___ Input for this task ___

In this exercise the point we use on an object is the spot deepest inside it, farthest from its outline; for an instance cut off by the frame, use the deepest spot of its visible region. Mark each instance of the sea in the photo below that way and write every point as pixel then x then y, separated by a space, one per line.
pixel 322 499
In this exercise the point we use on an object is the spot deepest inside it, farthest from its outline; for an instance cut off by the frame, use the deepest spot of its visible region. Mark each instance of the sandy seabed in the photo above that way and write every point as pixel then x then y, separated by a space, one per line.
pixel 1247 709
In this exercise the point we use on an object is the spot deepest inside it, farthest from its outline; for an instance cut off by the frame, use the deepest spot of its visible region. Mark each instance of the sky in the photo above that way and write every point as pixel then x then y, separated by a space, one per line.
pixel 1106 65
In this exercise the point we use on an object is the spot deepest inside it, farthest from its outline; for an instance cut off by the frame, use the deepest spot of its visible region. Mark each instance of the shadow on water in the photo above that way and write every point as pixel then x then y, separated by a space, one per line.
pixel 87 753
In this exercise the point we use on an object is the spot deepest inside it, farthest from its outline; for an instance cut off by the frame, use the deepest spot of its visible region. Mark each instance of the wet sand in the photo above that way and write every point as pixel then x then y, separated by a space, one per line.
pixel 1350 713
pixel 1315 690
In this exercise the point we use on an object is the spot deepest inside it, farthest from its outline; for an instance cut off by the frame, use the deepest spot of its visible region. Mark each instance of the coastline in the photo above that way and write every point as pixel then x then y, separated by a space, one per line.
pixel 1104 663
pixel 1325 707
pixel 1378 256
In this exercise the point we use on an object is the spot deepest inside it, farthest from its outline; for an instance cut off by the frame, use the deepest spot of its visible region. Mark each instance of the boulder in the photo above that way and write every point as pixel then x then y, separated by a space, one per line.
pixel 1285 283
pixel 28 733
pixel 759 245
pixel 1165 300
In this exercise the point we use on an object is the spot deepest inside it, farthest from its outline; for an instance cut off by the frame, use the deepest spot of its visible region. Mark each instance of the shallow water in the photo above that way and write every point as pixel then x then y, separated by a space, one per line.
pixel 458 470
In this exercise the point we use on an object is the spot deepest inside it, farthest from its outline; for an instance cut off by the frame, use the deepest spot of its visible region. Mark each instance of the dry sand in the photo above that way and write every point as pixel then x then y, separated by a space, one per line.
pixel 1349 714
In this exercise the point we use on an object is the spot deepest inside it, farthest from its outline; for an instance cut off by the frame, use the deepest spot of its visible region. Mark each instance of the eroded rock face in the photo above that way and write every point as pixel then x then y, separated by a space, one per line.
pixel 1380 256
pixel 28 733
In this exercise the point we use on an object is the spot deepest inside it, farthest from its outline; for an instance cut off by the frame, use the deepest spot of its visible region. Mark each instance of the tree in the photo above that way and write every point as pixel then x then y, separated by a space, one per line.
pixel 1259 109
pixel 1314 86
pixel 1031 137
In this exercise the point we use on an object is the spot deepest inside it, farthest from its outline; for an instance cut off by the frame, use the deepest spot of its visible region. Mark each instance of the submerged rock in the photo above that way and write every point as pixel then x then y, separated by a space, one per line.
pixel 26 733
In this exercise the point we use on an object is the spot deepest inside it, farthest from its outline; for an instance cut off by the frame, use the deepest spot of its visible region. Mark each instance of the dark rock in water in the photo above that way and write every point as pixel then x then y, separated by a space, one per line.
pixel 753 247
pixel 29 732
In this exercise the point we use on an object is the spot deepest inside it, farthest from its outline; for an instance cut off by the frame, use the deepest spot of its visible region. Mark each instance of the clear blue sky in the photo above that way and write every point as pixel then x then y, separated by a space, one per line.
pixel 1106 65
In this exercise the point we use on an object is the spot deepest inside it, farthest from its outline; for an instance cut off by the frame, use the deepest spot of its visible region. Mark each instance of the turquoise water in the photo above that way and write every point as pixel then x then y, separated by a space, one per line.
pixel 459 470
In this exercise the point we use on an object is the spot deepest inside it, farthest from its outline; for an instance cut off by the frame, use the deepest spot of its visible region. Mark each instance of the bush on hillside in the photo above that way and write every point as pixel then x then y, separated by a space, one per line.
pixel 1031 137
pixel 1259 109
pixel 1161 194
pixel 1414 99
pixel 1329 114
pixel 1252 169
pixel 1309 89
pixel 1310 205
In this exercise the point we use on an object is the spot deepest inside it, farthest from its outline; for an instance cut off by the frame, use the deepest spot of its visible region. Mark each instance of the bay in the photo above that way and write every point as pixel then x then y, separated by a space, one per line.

___

**What you have to do:**
Word for word, copy out the records.

**Task answer:**
In this exercise the point we use on an object is the spot deepest inside it, farthest from its outline; for an instance cut off by the frame, use the deepest spot of its visible region. Mark each instance of the sea in the photo below that way and write every point as pixel then x then y, separated by a space, one per line.
pixel 322 499
In this exercise the point we use on an object is the spot deepest inside it, farthest from its outline; for an instance cut off by the frame, use the deepest spot of its visible region. Mark each instance of the sandy seabed in the photo above that way and write every point as pixel then x then y, separated by a space, one per line.
pixel 1247 709
In this exercise the point we use on an object is the spot deepest inside it, farthest from its outline; for an instance cut off by the frame, use the deepest spot of its visible region. Mark each instance of the sky in the photo above that way and write every point as pixel then x then y, separated by a space, one per line.
pixel 1106 65
In this exercise the point we use on an object is the spot deepest inside it, farthest from its outline; for an instance cut off by the frame, use the deepest spot of its visible region. Mark each instance of the shadow on water in the photo above that way and write every point as pixel then x then y, separated by a space, one per line.
pixel 87 753
In this exercise the point we use on an object is the spot deepest inside it, farthest from its outline; for an instance cut off by the frame, use the deepest spot of its visible region. Mark each instance of the wet sand in the photo above that way and write every point as pixel then x then y, separated by a space, one per line.
pixel 1350 713
pixel 1315 690
In this exercise the point we use on an object is the spot deepest inside it, farthest from its outline; for an instance cut off by the frame, use the deepest spot of its visible region. Mark each instance of the coastline in the photo above that way and write every point as pixel then x then y, separated by a space, one per line.
pixel 1104 663
pixel 1325 707
pixel 1378 256
In this exercise the point we use on an object is the spot deepest inside it, farthest from its outline; for an instance cut off by the frame, use the deepest spot of its visible region. Mark each instance of the boulder in the photo above that way and write every point as pixel then x then y, separated by a space, one per line.
pixel 1285 283
pixel 28 733
pixel 759 245
pixel 1165 300
In this exercise the point we use on an object is the spot deepest inside it, farthest from its outline; for an instance cut off by the frame, use the deepest spot of its visible region. Mark each instance of the shallow water in the photo above that way and write every point as pixel then x then y, separated by a space, one per line.
pixel 458 470
In this exercise the point we use on an object is the spot deepest inside it, farthest from its outline; for an instance cut off by the frame, use the deepest spot of its visible region. Mark each instance of the dry sand in the photo above that way and write every point as pixel then x then y, separated by a space, one per line.
pixel 1349 714
In this exercise the point we use on an object is the spot deepest inside it, farthest from its outline; for an instance cut off by the frame, use the deepest spot of its visible region. Mark each instance of the eroded rock face in the photo above that way and write every point as pixel then x then y, separated by a space, one per line.
pixel 1380 256
pixel 28 733
In this exercise the point we use on an object is the spot deepest inside it, farthest from its outline; for an instance cut off by the frame, use the deepest spot of its visible region. Mark each instance of the tree in the photo above that way and write every point as pixel then x then y, separated by a space, one per line.
pixel 1259 109
pixel 1314 86
pixel 1031 137
In this exercise the point we use on an object is the spot deepest inside it, farthest from its outline; for an instance cut off by the frame, use the deepest spot of its visible region. Mark each instance of the submerged rock in the photo above that way and write every point as pixel then x then y, separated by a space, one per line.
pixel 26 733
In this exercise the point we use on an object is the spot deepest inside it, farthest from its outline; for an instance cut off by the frame, use the deepest spot of its visible region. Mark each instance of the dark rock in water in the photo above that way and write every point as pixel then x then y, separated by a space, one per line.
pixel 753 247
pixel 29 732
In this exercise the point we use on an object is the spot deepest inside it, farthest from its outline; for an instance cut off by the frame, use the deepest spot of its visible region. Mark each instance of the clear blue sky in the photo above that way and write every point as pixel then x then y, separated by a space, one per line.
pixel 1106 65
In this exercise the point we use on an object is the spot deepest inside it, farthest from its outline; for an instance cut off by the frame, use the deepest spot of its visible region. Mark each instance of the turquoise water in the photo above that way and write every point as pixel then x then y, separated by a space, one per line.
pixel 459 470
In this exercise the point we use on an object is the spot deepest inside it, farthest from its outline; for an instance cut off by the frame, use the deepest spot of its visible region. Mark each instance of the bush on hillside in the photo above that way and write every point as pixel then x then y, separated by a space, one per line.
pixel 1031 137
pixel 1259 109
pixel 1161 194
pixel 1414 99
pixel 1329 114
pixel 1252 169
pixel 1309 89
pixel 1310 205
In this exercise the point we use on an object is the spot deepest inside it, farthest from its outline; for an instance cut off by the frame, use the deepest spot of its visible region. Mark each instance of the bay in the photo above that way and write every point as pixel then x then y, separated by a space, one per line.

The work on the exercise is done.